▸ **Zur Aufgabe**:
Welches Amt hat Klaus Cichutek laut dem Interview über Stadionbesuche und Impfstoffe inne?

▸ **Vorliegender Text**:
· · ·

Die Motive sind nachvollziehbar. Ich habe großes Verständnis für die Situation von Künstlern und Kulturschaffenden, die in einem großen Ausmaß unter der Situation leiden. Dennoch denke ich nicht, dass heute der richtige Zeitpunkt für Veranstaltungen dieser Art ist.

Die Fußball-Bundesliga würde lieber heute als morgen wieder Fans begrüßen. Sind Stadionbesuche noch in diesem Jahr denkbar?

Dass eine baldige Rückkehr der Zuschauer nun politisch abgelehnt wurde, war aus medizinischer Sicht sehr sinnvoll. Stadien mit tausenden Fans sollten erst möglich sein, wenn Maßnahmen auch in anderen Bereichen mit gutem Gewissen gelockert werden. Der Fußball sollte keine Sondergenehmigung bekommen. Egal, wie gut das Hygienekonzept ist: Die Fans müssten ja erstmal zum Stadion kommen, meist in öffentlichen Verkehrsmitteln.

Die Forschung könnte die Lage verbessern. Wie bewerten Sie den nun zugelassenen russischen Impfstoff?

Die Zulassung ist rein politisch motiviert und der Bevölkerung gegenüber unverantwortlich. Die strengen Richtlinien für klinische Tests haben ihren Sinn. Wenn man den Status dieses Impfstoffs zugrundelegen würde, hätten schon viele weitere Impfstoffe zugelassen werden können. Dass dies nicht geschah, ist richtig. Hierzulande wäre ein solches Vorgehen kriminell.

Wann erwarten Sie, dass einer der Impfstoffe, die aktuell entwickelt werden, zuverlässig und flächendeckend zur Verfügung stehen wird?

Ich bin mit Prognosen dieser Art eher zurückhaltend. Klaus Cichutek ist hier deutlich weiter vorgeprescht und erwartet schon Ende des Jahres einen Impfstoff. Als Präsident des Paul-Ehrlich-Instituts, das zuständig ist für die Zulassung von Impfstoffen, ist er aus meiner Sicht einer der kompetentesten Experten in diesem Bereich. Ich würde seinem Urteil grundsätzlich vertrauen und halte es für nicht aus der Luft gegriffen. Aber: Es gibt weiterhin sehr viele Unwägbarkeiten, eine Impfstoff-Prognose ist zum heutigen Zeitpunkt eine bloße Wette. Ich hoffe sehr, dass Cichutek Recht behält.

· · ·

▸ **Angezeigte Informationen**:
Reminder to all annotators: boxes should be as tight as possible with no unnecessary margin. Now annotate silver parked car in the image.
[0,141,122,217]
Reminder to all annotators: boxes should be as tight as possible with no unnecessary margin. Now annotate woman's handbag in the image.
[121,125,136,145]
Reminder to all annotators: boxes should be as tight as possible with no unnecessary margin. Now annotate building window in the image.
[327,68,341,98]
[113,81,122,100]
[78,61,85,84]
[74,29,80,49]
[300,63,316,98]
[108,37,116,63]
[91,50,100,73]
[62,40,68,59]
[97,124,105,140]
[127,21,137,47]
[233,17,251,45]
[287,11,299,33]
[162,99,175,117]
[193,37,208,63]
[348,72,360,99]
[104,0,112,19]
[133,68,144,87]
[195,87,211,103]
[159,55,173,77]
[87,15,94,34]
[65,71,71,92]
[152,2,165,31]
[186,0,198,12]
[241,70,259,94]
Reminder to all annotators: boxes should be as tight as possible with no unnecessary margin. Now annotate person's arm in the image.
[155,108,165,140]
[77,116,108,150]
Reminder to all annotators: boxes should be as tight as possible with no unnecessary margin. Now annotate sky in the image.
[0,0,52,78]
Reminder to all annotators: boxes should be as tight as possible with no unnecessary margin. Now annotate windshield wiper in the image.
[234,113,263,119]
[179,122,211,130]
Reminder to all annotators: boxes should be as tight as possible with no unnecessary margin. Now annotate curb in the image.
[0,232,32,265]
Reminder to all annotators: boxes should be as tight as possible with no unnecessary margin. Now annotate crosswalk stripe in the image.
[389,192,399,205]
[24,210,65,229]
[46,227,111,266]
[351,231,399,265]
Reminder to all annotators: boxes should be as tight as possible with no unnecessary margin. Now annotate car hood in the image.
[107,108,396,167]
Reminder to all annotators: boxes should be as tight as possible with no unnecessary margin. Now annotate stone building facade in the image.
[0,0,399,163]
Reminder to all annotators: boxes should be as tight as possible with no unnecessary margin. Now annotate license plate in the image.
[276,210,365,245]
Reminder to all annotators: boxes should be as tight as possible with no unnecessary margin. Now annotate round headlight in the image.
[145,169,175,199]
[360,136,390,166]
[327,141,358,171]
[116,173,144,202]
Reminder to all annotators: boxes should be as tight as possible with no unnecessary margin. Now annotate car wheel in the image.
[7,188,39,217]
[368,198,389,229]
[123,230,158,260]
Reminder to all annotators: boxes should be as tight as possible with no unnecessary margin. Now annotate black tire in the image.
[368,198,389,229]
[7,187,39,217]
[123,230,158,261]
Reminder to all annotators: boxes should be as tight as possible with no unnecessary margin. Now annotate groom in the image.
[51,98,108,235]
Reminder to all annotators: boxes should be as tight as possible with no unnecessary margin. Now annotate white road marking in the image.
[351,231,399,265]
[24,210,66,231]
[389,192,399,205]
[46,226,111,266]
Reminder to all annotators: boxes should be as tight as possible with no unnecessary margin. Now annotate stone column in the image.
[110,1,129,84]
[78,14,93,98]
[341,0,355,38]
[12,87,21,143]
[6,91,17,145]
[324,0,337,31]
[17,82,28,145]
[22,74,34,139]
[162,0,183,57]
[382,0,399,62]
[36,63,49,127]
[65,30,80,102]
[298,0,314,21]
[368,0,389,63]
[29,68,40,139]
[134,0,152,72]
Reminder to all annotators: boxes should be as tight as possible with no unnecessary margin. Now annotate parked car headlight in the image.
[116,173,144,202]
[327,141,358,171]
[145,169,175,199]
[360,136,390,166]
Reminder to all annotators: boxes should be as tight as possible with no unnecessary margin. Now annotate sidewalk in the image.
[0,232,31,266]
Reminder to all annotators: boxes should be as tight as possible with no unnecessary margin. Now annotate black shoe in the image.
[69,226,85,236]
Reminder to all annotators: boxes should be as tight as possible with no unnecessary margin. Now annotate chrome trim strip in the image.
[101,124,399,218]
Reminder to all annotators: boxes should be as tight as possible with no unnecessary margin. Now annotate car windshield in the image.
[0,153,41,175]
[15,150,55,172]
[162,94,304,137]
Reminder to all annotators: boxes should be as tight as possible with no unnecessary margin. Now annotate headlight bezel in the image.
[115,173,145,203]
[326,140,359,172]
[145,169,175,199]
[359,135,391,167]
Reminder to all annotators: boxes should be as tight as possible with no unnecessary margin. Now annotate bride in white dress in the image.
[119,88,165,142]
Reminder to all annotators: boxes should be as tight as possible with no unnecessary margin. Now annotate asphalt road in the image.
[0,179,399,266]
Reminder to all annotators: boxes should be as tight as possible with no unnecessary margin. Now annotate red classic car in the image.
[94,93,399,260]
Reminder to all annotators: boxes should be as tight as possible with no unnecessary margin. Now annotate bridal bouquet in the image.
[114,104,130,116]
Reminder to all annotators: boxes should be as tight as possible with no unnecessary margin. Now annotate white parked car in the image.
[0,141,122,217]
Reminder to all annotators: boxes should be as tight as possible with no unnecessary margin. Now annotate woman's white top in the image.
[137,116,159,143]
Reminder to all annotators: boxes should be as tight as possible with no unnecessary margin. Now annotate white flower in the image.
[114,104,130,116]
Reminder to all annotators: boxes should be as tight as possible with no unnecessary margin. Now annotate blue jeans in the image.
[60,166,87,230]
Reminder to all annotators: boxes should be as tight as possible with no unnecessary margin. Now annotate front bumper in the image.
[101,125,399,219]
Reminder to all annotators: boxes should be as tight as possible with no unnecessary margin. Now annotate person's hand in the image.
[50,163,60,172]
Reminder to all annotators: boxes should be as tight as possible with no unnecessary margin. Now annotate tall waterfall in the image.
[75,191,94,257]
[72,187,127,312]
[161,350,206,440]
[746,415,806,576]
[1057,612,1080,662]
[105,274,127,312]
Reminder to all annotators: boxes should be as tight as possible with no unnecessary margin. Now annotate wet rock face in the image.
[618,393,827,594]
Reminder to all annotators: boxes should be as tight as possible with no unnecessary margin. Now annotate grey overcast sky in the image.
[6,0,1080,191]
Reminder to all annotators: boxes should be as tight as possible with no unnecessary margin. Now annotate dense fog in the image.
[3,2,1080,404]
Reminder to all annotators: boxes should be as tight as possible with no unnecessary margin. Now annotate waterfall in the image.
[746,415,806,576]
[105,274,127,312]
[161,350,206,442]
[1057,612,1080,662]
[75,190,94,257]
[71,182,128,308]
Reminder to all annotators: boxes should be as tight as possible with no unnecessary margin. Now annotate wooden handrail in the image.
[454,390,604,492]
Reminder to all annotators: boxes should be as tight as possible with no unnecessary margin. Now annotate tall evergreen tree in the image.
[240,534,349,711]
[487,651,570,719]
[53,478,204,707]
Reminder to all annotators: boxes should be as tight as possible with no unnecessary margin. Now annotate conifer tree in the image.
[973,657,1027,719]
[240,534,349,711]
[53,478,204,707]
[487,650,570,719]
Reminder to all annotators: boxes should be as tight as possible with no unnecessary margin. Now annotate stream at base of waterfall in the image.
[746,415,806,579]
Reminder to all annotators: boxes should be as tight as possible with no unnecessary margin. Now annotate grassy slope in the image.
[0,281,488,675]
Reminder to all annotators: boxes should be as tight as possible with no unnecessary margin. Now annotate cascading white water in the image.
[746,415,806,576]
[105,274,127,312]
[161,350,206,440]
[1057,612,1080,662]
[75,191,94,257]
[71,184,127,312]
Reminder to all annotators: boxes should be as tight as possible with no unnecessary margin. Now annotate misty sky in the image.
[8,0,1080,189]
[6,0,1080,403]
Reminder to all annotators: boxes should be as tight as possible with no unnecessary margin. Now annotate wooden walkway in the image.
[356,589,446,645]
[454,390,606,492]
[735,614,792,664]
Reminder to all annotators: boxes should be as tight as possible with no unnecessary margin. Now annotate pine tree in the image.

· · ·

▸ **Antwortfeld**:
Er ist Präsident des Paul-Ehrlich-Instituts, das für die Zulassung von Impfstoffen zuständig ist.